EXERCISE DETAILS:
Render the data below as a two-column CSV with the headers "request" and "answer", one row per request, putting each request's text and its answer in a single quoted field and replacing line breaks with spaces. Leave the pictures out.

Excerpts from a pointing dataset:

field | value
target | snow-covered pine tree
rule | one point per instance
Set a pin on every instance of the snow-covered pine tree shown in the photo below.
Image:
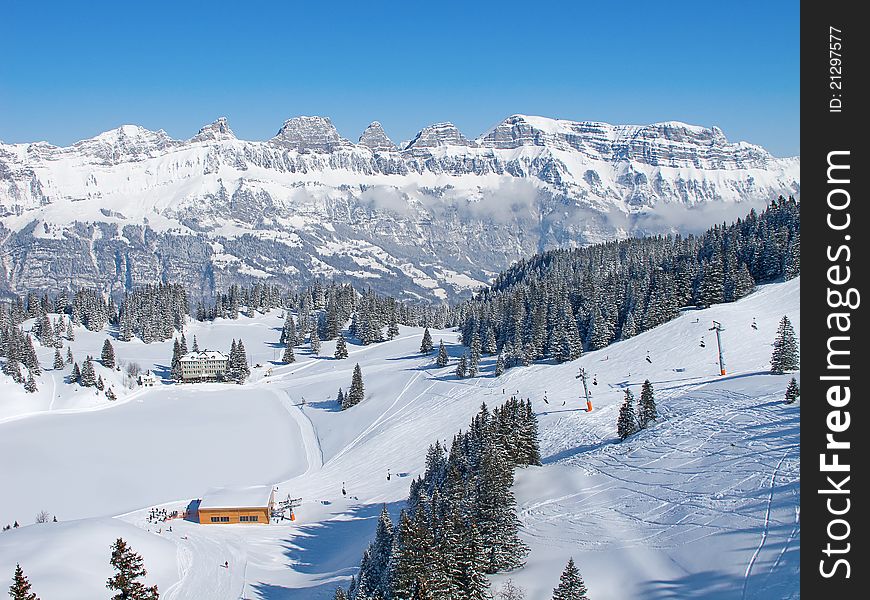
(793, 391)
(571, 585)
(107, 356)
(443, 358)
(88, 378)
(315, 342)
(426, 345)
(646, 406)
(474, 360)
(175, 368)
(30, 360)
(13, 368)
(58, 360)
(356, 393)
(374, 576)
(393, 324)
(21, 588)
(490, 345)
(30, 384)
(627, 422)
(462, 366)
(129, 568)
(499, 365)
(288, 356)
(242, 367)
(786, 356)
(340, 348)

FULL ANSWER:
request,answer
"field | value target | snow-covered pine tree rule | one point per instance Set a pin on every instance of the snow-covered pine tree shown in the photo below. Image:","(793, 391) (571, 585) (107, 356) (443, 358) (88, 378) (315, 342) (426, 345) (646, 406) (474, 360) (175, 368) (30, 360) (13, 368) (58, 360) (356, 393) (374, 576) (393, 324) (21, 588) (490, 345) (30, 384) (627, 422) (462, 366) (129, 568) (499, 365) (288, 356) (242, 367) (786, 356) (340, 348)"